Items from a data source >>
=-=-=

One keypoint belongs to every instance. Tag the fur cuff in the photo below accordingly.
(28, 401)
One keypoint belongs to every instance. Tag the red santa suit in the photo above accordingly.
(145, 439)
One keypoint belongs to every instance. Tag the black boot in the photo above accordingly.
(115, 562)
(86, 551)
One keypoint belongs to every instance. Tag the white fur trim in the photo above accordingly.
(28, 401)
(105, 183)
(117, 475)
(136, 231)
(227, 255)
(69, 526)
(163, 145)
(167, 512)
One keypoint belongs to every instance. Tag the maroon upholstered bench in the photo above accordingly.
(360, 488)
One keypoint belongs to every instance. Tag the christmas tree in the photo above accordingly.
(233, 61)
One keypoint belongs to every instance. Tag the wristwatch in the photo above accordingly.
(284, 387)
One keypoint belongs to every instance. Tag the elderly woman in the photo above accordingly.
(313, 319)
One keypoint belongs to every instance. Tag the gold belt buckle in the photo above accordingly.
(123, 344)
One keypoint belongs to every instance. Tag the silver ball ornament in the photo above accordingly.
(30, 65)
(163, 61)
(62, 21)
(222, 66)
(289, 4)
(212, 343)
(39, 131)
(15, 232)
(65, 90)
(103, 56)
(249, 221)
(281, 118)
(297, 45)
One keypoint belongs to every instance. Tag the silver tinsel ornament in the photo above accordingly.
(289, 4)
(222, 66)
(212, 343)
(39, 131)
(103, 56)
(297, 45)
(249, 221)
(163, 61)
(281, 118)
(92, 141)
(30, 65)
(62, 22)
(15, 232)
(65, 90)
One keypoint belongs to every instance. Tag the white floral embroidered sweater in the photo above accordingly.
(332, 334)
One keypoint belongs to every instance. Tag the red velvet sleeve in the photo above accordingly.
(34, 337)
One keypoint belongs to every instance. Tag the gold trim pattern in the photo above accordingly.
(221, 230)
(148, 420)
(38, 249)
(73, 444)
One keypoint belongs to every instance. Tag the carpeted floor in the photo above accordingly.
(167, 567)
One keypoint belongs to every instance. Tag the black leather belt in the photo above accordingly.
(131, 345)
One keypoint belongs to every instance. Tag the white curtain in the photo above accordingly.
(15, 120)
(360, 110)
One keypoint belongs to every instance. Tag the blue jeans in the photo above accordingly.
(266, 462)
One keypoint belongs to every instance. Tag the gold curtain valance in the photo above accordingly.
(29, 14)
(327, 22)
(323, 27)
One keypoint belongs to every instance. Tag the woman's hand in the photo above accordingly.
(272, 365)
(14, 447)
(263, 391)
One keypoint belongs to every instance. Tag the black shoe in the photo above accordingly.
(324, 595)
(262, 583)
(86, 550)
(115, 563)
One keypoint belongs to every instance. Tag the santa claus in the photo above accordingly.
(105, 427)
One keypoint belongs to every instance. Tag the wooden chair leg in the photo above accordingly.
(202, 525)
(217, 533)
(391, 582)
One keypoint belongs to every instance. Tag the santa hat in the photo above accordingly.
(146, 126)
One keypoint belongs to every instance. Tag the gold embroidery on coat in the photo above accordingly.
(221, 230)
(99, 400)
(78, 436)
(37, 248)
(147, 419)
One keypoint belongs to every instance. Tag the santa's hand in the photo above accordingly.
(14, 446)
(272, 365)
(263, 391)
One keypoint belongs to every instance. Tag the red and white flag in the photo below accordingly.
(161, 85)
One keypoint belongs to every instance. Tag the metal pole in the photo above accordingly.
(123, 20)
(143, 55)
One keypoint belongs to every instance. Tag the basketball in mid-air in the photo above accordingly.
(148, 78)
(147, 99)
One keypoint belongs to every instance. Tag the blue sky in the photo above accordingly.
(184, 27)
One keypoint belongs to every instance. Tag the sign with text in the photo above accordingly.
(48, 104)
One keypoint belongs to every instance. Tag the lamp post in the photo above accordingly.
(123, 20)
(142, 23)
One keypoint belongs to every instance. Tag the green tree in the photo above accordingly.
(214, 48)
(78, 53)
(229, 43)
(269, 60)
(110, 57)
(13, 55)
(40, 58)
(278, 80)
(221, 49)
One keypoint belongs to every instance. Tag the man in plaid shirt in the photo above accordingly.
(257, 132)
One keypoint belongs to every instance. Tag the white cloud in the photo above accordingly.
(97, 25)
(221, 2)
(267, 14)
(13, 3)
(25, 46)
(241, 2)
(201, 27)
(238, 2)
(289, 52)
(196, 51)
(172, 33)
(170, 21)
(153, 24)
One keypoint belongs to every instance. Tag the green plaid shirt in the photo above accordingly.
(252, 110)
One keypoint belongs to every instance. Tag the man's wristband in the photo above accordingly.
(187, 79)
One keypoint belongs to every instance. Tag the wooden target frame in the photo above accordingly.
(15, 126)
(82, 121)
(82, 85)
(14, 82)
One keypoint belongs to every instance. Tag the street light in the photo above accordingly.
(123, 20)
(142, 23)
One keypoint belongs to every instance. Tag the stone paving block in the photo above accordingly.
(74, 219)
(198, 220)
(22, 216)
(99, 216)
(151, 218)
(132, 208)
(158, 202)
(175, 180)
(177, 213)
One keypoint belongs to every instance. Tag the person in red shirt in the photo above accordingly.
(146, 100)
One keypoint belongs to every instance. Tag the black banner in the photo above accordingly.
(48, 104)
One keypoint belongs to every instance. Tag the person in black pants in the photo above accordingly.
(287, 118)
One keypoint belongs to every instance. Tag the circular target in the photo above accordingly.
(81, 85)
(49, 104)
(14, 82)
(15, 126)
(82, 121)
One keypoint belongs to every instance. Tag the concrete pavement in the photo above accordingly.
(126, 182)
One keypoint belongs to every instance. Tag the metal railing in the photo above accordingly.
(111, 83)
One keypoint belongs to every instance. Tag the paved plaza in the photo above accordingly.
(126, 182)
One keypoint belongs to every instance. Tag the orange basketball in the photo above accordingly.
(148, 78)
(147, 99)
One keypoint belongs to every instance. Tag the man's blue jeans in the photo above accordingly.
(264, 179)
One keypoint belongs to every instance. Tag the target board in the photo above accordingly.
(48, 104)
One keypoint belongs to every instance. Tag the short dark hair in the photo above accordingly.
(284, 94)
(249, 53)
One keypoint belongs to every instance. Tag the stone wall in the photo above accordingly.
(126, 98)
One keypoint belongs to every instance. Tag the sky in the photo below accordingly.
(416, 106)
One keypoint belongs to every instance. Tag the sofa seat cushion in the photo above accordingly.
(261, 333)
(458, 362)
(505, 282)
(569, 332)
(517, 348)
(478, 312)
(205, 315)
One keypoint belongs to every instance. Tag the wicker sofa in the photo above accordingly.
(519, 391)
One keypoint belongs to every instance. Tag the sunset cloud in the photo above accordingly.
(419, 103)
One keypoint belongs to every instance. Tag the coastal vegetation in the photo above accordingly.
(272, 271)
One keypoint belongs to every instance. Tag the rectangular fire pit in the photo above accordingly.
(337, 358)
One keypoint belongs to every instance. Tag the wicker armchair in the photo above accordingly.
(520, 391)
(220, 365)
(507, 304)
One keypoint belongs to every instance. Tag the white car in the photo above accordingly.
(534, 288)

=-=-=

Assigned task >> Write the data from above out again, exactly.

Answer to the exercise >>
One keypoint belongs to every instance. Tag the fur cuff in the photo below accordingly.
(28, 401)
One keypoint belongs to every instance. Tag the red santa suit in the photo above accordingly.
(145, 439)
One keypoint belongs to every instance. Tag the black boot in the photo above accordingly.
(115, 562)
(86, 551)
One keypoint belongs to every instance. Tag the white fur trim in the photo above accordingly.
(28, 401)
(105, 183)
(117, 475)
(136, 231)
(227, 255)
(69, 526)
(163, 145)
(167, 512)
One keypoint belongs to every instance. Tag the maroon upholstered bench in the photo above accordingly.
(360, 488)
One keypoint belongs to every instance. Tag the christmas tree in the photo above accordingly.
(233, 61)
One keypoint belongs to every instance. Tag the wristwatch in the photo above accordingly.
(284, 387)
One keypoint belongs to every instance. Tag the elderly woman in the photo above accordingly.
(313, 319)
One keypoint belongs to every instance. Tag the gold belt buckle in the photo above accordingly.
(123, 344)
One keypoint belongs to every instance. Tag the silver ball ornament in the photo above accordingly.
(30, 65)
(163, 61)
(62, 21)
(222, 66)
(289, 4)
(212, 343)
(39, 131)
(15, 232)
(65, 90)
(103, 56)
(249, 221)
(281, 118)
(297, 45)
One keypoint belongs to every instance. Tag the silver tinsel ornament in the photo above accordingly.
(289, 4)
(222, 66)
(212, 343)
(39, 131)
(103, 56)
(297, 45)
(249, 221)
(163, 61)
(281, 118)
(92, 141)
(30, 65)
(62, 22)
(15, 232)
(65, 90)
One keypoint belongs to every instance. Tag the white floral embroidered sweater in the photo above accordingly.
(332, 334)
One keypoint belongs to every instance. Tag the red velvet sleeve in the photo above accordingly.
(34, 337)
One keypoint belongs to every instance. Tag the gold trim pattern in the photo above accordingly.
(221, 230)
(148, 420)
(38, 249)
(73, 444)
One keypoint belongs to every instance. Tag the carpeted floor in the photo above accordingly.
(167, 567)
One keypoint belongs to every instance. Tag the black leather belt in the photo above accordingly.
(131, 345)
One keypoint belongs to every instance. Tag the white curtain in the photo above accordingly.
(15, 120)
(360, 110)
One keypoint belongs to every instance. Tag the blue jeans in the photo above accordingly.
(266, 462)
One keypoint belongs to every instance. Tag the gold curtain valance in the photo above accordingly.
(29, 14)
(327, 22)
(323, 27)
One keypoint belongs to every instance. Tag the woman's hand in the photo above accordingly.
(272, 365)
(14, 447)
(263, 391)
One keypoint belongs to every instance. Tag the black shoe in the photo above accordingly.
(324, 595)
(262, 583)
(86, 550)
(115, 563)
One keypoint belongs to every instance. Tag the santa claus in the photo above accordingly.
(105, 427)
One keypoint belongs to every instance. Tag the wooden chair leg in the photo above accordingly.
(202, 525)
(217, 533)
(391, 582)
One keypoint belongs to every instance. Tag the santa hat in the photo above accordingly.
(146, 126)
One keypoint belongs to every instance. Tag the gold embroidery on coat in the photo above accordingly.
(221, 230)
(99, 400)
(78, 436)
(37, 248)
(147, 419)
One keypoint belongs to every instance. Tag the santa's hand in the photo above accordingly.
(14, 446)
(272, 365)
(263, 391)
One keypoint belongs to every instance. Tag the red and white flag in the photo below accordingly.
(161, 85)
One keypoint belongs to every instance. Tag the metal pole in the photo above accordingly.
(123, 20)
(143, 55)
One keypoint belongs to every instance. Tag the basketball in mid-air in the photo above accordingly.
(148, 78)
(147, 99)
One keypoint belongs to every instance. Tag the blue sky in the photo above accordingly.
(184, 27)
One keypoint belongs to every instance. Tag the sign with text in the photo above accordingly.
(48, 104)
One keypoint belongs to every instance. Tag the lamp post in the photo above accordingly.
(123, 20)
(142, 23)
One keypoint belongs to every instance. Tag the green tree in the photo above accordingly.
(214, 48)
(78, 53)
(229, 43)
(269, 60)
(110, 57)
(13, 55)
(40, 58)
(278, 80)
(221, 49)
One keypoint belongs to every instance. Tag the man in plaid shirt in the photo above accordingly.
(257, 132)
One keypoint belongs to every instance. Tag the white cloud in the photo above accordingly.
(97, 25)
(221, 2)
(267, 14)
(13, 3)
(25, 46)
(241, 2)
(201, 27)
(238, 2)
(289, 52)
(196, 51)
(172, 33)
(170, 21)
(153, 24)
One keypoint belongs to every instance. Tag the green plaid shirt in the photo above accordingly.
(252, 110)
One keypoint belongs to every instance. Tag the man's wristband in the photo above accordingly.
(187, 79)
One keypoint belongs to every instance. Tag the wooden target frame in the photo above accordingly.
(15, 126)
(82, 121)
(82, 85)
(14, 82)
One keypoint belongs to every instance. Tag the street light in the photo above accordingly.
(123, 20)
(142, 23)
One keypoint belongs to every instance. Tag the stone paving block in the photo above accordingly.
(74, 219)
(198, 220)
(22, 216)
(99, 216)
(151, 218)
(132, 208)
(158, 202)
(175, 180)
(177, 213)
One keypoint belongs to every instance. Tag the person in red shirt in the photo above accordingly.
(146, 100)
One keypoint belongs to every instance. Tag the black banner in the photo above accordingly.
(48, 104)
One keypoint belongs to every instance. Tag the person in black pants in the photo above accordingly.
(287, 118)
One keypoint belongs to every instance. Tag the circular target in the photo above accordingly.
(81, 85)
(49, 104)
(14, 82)
(15, 126)
(82, 121)
One keypoint belongs to every instance. Tag the concrete pavement in the photo above accordingly.
(126, 182)
One keypoint belongs to every instance. Tag the metal railing in the photo above accordingly.
(111, 83)
One keypoint belongs to every instance. Tag the paved plaza in the photo above accordingly.
(126, 182)
One keypoint belongs to every instance. Tag the orange basketball in the photo above accordingly.
(148, 78)
(147, 99)
One keypoint belongs to every instance. Tag the man's blue jeans in the photo above accordingly.
(264, 179)
One keypoint belongs to every instance. Tag the target board in the photo above accordingly.
(48, 104)
One keypoint belongs to every instance. Tag the short dark hair in the photo above accordingly.
(284, 94)
(249, 53)
One keypoint belongs to every instance. Tag the stone wall in the photo above accordingly.
(126, 98)
One keypoint belongs to every instance. Tag the sky in the photo below accordingly.
(416, 106)
One keypoint belongs to every instance. Tag the sofa seat cushion in the photo above accordingly.
(261, 333)
(458, 362)
(505, 282)
(569, 332)
(517, 348)
(478, 312)
(205, 315)
One keypoint belongs to every instance. Tag the wicker sofa in the photo above accordingly.
(519, 391)
One keypoint belongs to every instance. Tag the sunset cloud in the photo above accordingly.
(419, 103)
One keypoint belongs to every instance. Tag the coastal vegetation in the photo above accordingly.
(272, 271)
One keypoint belongs to every instance. Tag the rectangular fire pit in the photo above accordingly.
(337, 358)
One keypoint belongs to every instance. Tag the wicker armchair in the photo above accordingly.
(520, 391)
(220, 365)
(507, 304)
One keypoint belongs to every instance. Tag the white car in the photo above accordingly.
(534, 288)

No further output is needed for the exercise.